• _What you are asked to do_:
Taking the line with "Would you be able to point at the serrated" as the first and the last line of the entries as the final one, copy that span exactly.

• _Extracted entries_:
= = = =

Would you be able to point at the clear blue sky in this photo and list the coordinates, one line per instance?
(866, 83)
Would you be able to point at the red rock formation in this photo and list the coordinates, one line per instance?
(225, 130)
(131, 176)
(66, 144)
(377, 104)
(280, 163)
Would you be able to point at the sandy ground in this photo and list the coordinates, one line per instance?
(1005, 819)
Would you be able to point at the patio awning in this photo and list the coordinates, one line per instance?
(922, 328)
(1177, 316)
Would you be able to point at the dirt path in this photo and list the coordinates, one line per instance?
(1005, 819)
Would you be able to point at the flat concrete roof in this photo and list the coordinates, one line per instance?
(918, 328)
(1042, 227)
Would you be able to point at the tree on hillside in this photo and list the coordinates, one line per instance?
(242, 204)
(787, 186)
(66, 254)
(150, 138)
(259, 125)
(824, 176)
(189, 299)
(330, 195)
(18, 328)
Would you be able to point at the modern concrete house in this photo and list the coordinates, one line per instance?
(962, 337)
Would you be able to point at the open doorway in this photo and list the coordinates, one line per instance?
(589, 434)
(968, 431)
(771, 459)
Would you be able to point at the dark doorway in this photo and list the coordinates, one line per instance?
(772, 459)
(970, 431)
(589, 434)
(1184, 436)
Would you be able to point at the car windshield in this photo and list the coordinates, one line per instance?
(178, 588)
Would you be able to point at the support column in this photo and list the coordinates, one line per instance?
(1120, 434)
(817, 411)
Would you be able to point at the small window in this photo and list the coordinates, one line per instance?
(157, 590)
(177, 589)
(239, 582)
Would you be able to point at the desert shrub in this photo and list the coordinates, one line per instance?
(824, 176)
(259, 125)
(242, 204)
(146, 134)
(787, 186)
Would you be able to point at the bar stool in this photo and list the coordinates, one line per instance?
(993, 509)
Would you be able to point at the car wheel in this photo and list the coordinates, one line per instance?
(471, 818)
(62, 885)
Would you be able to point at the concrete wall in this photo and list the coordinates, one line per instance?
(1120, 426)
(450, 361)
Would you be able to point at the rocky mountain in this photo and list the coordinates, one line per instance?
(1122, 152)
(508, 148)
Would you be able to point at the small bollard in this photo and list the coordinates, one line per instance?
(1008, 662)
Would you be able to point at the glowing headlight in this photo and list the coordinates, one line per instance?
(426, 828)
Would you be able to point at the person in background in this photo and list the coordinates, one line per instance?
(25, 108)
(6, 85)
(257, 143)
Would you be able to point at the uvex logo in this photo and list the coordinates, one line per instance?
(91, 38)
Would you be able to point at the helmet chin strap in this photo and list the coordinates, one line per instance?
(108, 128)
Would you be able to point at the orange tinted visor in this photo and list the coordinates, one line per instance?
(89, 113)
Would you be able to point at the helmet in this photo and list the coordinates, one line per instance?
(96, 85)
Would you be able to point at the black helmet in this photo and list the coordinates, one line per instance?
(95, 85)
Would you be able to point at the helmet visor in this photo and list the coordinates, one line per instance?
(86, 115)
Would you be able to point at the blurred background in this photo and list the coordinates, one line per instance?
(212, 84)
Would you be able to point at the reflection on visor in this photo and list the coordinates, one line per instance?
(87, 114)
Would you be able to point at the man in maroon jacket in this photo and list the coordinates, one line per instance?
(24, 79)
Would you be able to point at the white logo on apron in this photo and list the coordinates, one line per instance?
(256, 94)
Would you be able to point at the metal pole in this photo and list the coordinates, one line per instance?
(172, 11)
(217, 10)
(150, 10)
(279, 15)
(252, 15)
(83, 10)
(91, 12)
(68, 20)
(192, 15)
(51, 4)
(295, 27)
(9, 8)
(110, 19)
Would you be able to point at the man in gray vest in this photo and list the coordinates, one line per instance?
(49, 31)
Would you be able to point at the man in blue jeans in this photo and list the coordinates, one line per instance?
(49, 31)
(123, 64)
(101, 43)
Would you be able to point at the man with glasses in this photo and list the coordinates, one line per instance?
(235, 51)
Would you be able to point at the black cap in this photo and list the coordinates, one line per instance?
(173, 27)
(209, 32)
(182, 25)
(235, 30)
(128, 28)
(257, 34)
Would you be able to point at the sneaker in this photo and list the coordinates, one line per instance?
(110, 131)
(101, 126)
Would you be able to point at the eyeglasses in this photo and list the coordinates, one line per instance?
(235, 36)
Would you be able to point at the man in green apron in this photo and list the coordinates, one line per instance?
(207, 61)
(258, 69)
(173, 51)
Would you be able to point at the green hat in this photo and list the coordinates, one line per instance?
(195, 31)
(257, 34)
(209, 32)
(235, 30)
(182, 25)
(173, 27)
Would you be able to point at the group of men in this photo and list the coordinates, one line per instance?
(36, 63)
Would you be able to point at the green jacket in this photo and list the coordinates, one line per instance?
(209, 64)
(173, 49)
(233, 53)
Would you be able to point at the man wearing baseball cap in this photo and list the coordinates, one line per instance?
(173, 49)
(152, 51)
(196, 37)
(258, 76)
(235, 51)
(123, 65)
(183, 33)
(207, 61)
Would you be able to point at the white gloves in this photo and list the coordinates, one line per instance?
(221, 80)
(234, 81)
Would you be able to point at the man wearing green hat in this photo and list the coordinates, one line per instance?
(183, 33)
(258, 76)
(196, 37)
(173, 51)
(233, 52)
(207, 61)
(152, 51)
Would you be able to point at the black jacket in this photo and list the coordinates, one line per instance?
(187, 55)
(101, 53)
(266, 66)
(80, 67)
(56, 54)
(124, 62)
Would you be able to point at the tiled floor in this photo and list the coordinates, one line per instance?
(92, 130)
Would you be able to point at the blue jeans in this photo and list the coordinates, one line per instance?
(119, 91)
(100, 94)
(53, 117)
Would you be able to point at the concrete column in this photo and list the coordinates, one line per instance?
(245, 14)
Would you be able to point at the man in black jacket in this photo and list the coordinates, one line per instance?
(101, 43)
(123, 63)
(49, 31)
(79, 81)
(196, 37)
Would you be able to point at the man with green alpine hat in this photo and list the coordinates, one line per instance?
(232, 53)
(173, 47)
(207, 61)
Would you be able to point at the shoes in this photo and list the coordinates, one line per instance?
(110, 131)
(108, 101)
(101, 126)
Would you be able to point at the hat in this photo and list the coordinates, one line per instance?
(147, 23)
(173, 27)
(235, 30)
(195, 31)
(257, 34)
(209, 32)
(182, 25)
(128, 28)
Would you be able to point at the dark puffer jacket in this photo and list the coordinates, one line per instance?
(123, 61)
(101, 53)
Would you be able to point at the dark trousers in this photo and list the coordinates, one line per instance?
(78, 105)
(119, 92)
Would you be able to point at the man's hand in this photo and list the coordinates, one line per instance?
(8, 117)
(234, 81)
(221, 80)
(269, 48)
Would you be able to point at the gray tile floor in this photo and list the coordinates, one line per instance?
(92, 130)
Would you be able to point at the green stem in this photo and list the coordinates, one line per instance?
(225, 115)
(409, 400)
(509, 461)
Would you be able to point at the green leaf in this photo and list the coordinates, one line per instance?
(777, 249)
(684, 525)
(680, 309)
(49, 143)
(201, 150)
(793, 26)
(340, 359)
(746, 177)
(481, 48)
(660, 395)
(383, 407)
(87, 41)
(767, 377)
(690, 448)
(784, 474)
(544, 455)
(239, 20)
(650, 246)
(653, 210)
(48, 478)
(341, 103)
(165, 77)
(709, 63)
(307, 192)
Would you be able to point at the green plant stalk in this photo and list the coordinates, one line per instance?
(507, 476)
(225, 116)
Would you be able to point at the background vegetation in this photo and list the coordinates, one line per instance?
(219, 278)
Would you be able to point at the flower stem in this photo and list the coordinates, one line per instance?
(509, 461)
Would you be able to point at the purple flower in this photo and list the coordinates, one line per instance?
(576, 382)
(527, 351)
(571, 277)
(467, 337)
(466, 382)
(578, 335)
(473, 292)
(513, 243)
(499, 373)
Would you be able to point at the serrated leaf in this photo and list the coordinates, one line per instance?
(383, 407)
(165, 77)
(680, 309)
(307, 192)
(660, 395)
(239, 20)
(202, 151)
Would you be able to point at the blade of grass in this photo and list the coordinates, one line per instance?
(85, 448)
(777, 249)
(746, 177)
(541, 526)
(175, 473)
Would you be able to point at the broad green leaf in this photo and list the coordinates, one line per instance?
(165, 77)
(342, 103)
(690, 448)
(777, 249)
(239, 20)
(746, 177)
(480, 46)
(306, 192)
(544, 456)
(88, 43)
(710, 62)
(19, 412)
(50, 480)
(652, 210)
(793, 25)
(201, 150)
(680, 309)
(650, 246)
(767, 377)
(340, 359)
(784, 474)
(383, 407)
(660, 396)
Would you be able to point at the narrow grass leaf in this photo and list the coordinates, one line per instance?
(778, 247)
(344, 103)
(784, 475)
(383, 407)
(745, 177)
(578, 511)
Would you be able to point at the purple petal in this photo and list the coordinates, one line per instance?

= = = =

• _Exercise response_:
Would you be able to point at the serrated leaf in this photo and list the coordinates, one line per instance?
(383, 407)
(165, 77)
(680, 309)
(307, 192)
(660, 395)
(239, 20)
(202, 151)
Would you be able to point at the blade of grass in this photo and list the coordinates, one line per instance?
(85, 448)
(777, 249)
(746, 177)
(541, 526)
(175, 473)
Would you be able to point at the broad green leaf in this photo and list the coordinates, one line per instance?
(165, 77)
(342, 103)
(690, 448)
(777, 249)
(239, 20)
(746, 177)
(480, 46)
(306, 192)
(544, 456)
(88, 43)
(710, 62)
(19, 412)
(50, 480)
(652, 210)
(793, 25)
(201, 150)
(680, 309)
(650, 246)
(767, 377)
(340, 359)
(784, 474)
(383, 407)
(660, 396)
Would you be able to point at the narrow grass leaf in this photo and list the coordinates, one line per instance?
(778, 247)
(344, 103)
(784, 475)
(383, 407)
(745, 177)
(578, 511)
Would you be able to point at the purple petal in this photo and list the coordinates, one line per instance?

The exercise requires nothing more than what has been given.